#### [TASK REQUIREMENTS]
1. List the pressures that, according to the article on fintech's growth potential in a bear market, had already battered fintech before the news about 2022 stock performance.
2. Continue the article on fintech's growth potential in a bear market from its last sentence, in the same style.

Fintech’s growth potential in a bear market

Antler Partner Ronald Jan Schuurs weighs in on the current state of fintech and why journalists may be getting things all wrong.
Fintech’s growth potential in a bear market

At the start of the 2010s, experts were asking if Europe would ever produce a tech company with a billion-dollar valuation. As we enter 2023, the European tech ecosystem has produced nearly 150 unicorns, an incredible success rate that has been spearheaded by fintech success stories like Revolut,, and Adyen. For more than a decade, fintech has been the jewel in the crown of European tech. 

However, after ten years of monumental growth, fintech is weathering its first major storm. Having already been battered by the tech downturn, layoffs, the cost of living crisis, and a looming recession, the news from the Wall Street Journal that fintech companies underperformed both financial stocks and tech stocks in 2022 is depressing, if unsurprising, reading. 

Vulnerability to higher interest rates, the disappearance of pandemic catalysts, and more of a focus on businesses that are profitable or have a clear road to profitability are all mentioned as causes for the poor performance of fintech stocks. These are all valid arguments that certainly aren’t unique to fintech, but are hitting the sector particularly hard. 

14.5 Million Tickets a Day

But don’t believe everything you read. The phrase, ‘the higher you climb, the harder you fall’, springs to mind and there seems to be a long line of industry experts desperate to declare the end of the era of fintech innovation. It’s curious that journalists in a country where 14.5 million tickets are still written every day are so quick to dismiss fintech innovation. 

The truth is that fintech has already transformed business and personal finance for millions around the world. As well as innovations that have improved legacy systems in banks and B2B technologies that have increased security, privacy, and risks for consumers, think about the millions of people with Revolut or Monzo cards in their wallets. Or perhaps the companies that have survived thanks to SME finance platforms, or the traders using digital payment devices. And that’s just in Europe - fintech is having an even greater impact in emerging markets through online money transfers, micro-loans, and mobile payments.

#### [THE DATA]
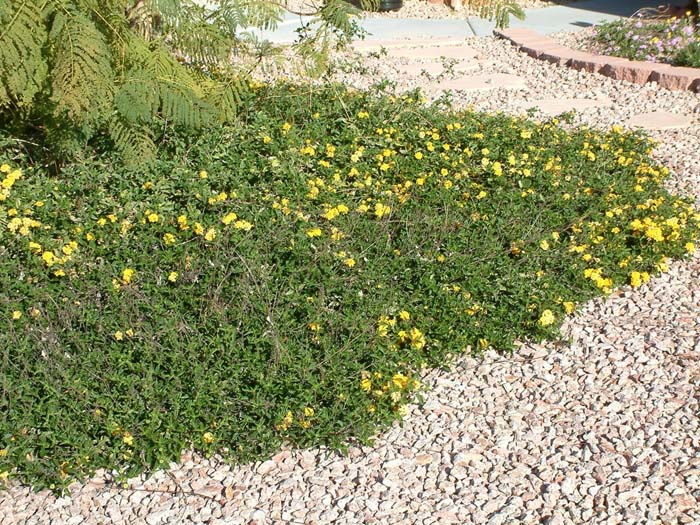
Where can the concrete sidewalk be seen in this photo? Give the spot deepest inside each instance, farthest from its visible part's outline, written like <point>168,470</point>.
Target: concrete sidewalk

#### [ANSWERS BY TASK]
1.
- The tech downturn
- Layoffs
- The cost of living crisis
- A looming recession

2.
To suggest that fintech is about to come crashing down is to ignore the scale of the digital transformation that has already taken place across the global financial industry.  

In fact, despite economic turbulence, despite short-term setbacks and despite market correction - fintechs will continue to attract massive venture funding in 2023, and rightly so. There is plenty of dry powder that investors need to deploy, and fintech innovations remain a strong bet. 

Cheques vs. Checks

Many financial services are still archaic - look again at our cheque, or rather should I say check-writing friends across the Atlantic - and traditional practices such as manual compliance and risk processes that are ripe for disruption. Now, more than ever, every dollar counts. Today, fintech companies can add tremendous value in making companies' finance back-office functions better and run a healthier business. 

The current economic landscape will make it harder for fintech entrepreneurs to raise capital unless they can demonstrate traction. At the same time, crises breed opportunity. At Antler, we received a record number of applications from aspiring founders last year and we backed fintech startups that were specifically addressing challenges created by the cost of living crisis and strong indicators that a recession is imminent. Entrepreneurs are using technology to help consumers pay their debts more efficiently, get their mortgages approved faster, and gain access to BNPL services to manage their personal and/ or business finances. 

Remember Buffet

Remember the words of Warren Buffet: “The most common cause of low prices is pessimism - sometimes pervasive, sometimes specific to a company or industry. We want to do business in such an environment. Not because we like pessimism, but because we like the prices it produces. It's optimism that is the enemy of the rational buyer.” 

Fintech stocks might be falling, but that doesn’t mean there aren’t significant opportunities for the right business. As a VC investor, we are always looking for outliers. Outliers who can succeed in challenging economic conditions, ones that are creating businesses destined for long-term growth and scale.